● **Input rows**:
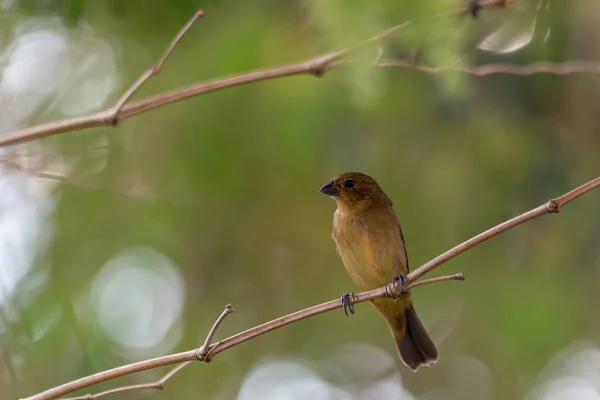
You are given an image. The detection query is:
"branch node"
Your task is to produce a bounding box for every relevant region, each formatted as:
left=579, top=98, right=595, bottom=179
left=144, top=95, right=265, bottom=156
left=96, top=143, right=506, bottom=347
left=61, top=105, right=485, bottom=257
left=194, top=304, right=235, bottom=363
left=546, top=199, right=560, bottom=213
left=385, top=281, right=402, bottom=299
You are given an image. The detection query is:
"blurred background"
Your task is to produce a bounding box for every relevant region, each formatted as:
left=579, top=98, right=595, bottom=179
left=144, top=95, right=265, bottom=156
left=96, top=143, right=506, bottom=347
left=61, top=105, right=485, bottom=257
left=0, top=0, right=600, bottom=400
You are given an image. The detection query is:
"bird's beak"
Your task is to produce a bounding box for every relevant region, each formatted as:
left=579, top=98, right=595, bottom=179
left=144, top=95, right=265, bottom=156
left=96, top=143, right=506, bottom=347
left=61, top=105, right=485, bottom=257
left=319, top=181, right=340, bottom=196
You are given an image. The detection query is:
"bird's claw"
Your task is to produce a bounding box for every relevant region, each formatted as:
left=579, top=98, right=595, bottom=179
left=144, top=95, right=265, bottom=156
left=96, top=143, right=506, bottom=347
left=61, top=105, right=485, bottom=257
left=342, top=292, right=356, bottom=315
left=469, top=0, right=481, bottom=18
left=392, top=275, right=406, bottom=294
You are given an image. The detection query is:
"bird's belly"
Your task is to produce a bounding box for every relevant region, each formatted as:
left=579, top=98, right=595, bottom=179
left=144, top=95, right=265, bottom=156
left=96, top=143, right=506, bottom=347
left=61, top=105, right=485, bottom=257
left=339, top=248, right=402, bottom=291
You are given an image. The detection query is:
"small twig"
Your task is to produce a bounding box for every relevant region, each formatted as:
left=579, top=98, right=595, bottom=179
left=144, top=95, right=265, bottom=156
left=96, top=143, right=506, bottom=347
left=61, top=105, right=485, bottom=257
left=375, top=60, right=600, bottom=77
left=0, top=0, right=516, bottom=147
left=58, top=304, right=234, bottom=400
left=196, top=304, right=235, bottom=362
left=106, top=10, right=204, bottom=125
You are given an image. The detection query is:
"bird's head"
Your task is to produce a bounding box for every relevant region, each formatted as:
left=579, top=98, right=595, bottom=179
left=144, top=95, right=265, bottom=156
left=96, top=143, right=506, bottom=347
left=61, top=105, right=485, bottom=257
left=319, top=172, right=392, bottom=210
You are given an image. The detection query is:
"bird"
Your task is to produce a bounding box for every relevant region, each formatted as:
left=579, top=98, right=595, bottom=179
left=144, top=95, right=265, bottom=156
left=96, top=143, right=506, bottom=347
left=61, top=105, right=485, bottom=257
left=319, top=172, right=438, bottom=371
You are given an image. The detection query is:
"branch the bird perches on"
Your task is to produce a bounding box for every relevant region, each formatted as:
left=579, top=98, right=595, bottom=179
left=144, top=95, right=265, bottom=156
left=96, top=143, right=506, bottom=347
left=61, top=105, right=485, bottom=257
left=23, top=177, right=600, bottom=400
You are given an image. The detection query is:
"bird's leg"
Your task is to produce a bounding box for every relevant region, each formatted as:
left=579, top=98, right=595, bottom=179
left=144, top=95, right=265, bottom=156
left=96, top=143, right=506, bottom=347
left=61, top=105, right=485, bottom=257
left=392, top=274, right=406, bottom=294
left=342, top=292, right=356, bottom=315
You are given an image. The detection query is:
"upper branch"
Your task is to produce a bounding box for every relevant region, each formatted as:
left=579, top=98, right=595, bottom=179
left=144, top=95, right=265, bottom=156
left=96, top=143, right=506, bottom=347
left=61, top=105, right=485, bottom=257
left=0, top=0, right=517, bottom=147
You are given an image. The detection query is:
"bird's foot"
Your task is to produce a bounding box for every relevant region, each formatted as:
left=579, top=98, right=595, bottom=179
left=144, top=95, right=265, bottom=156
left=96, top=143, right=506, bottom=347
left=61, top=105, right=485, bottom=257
left=392, top=275, right=406, bottom=294
left=342, top=292, right=356, bottom=315
left=469, top=0, right=481, bottom=18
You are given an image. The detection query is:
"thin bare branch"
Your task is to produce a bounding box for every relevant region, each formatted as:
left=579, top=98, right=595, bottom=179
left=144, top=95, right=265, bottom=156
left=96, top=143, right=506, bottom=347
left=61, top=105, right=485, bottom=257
left=0, top=0, right=517, bottom=147
left=58, top=304, right=234, bottom=400
left=107, top=10, right=204, bottom=124
left=24, top=177, right=600, bottom=400
left=405, top=272, right=465, bottom=289
left=196, top=304, right=234, bottom=362
left=406, top=177, right=600, bottom=281
left=375, top=60, right=600, bottom=77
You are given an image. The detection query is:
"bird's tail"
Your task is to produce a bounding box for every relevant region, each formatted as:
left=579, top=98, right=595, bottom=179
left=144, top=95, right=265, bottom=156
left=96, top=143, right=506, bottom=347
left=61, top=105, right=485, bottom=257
left=394, top=306, right=438, bottom=371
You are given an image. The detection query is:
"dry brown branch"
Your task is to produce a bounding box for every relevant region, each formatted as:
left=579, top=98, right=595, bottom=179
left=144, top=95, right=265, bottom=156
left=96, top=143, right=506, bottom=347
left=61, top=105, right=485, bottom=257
left=19, top=177, right=600, bottom=400
left=0, top=0, right=517, bottom=147
left=58, top=304, right=234, bottom=400
left=375, top=60, right=600, bottom=77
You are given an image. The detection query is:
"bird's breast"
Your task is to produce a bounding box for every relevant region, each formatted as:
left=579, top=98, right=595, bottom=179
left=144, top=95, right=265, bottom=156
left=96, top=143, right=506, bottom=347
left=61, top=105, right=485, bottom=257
left=333, top=210, right=406, bottom=291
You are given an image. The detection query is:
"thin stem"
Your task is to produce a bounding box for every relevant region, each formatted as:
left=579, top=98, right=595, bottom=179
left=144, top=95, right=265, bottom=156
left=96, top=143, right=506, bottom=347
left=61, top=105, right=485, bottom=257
left=0, top=0, right=516, bottom=147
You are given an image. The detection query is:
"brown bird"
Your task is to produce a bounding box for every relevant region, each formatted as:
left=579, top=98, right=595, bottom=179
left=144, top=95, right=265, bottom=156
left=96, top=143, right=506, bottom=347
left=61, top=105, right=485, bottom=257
left=320, top=172, right=438, bottom=371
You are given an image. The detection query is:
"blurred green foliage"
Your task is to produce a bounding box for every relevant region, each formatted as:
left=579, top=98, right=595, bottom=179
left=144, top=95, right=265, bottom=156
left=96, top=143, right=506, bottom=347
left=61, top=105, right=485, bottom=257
left=0, top=0, right=600, bottom=398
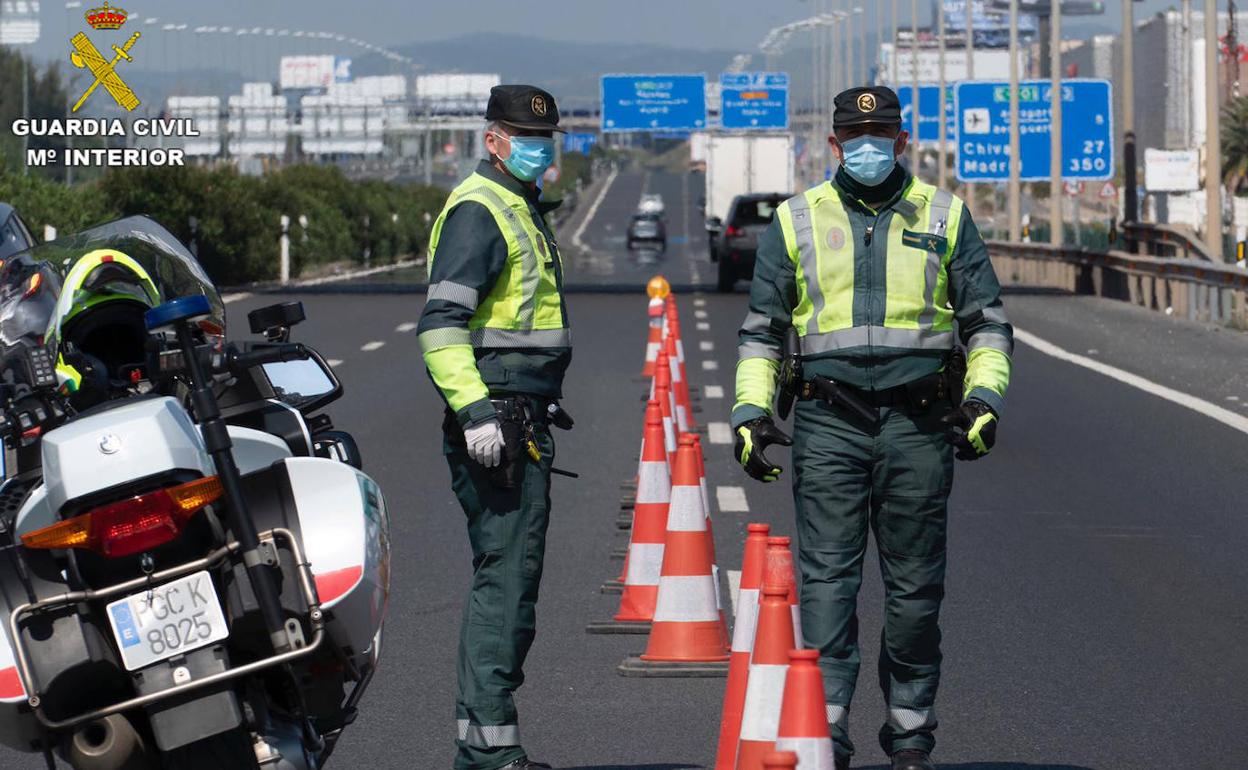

● **Task goal**: Locate each line of the listing above that contains the string "branch", and copy those lines out.

● **Reply**:
"branch node"
"branch the bird perches on"
"upper branch"
"thin bare branch"
"dry brown branch"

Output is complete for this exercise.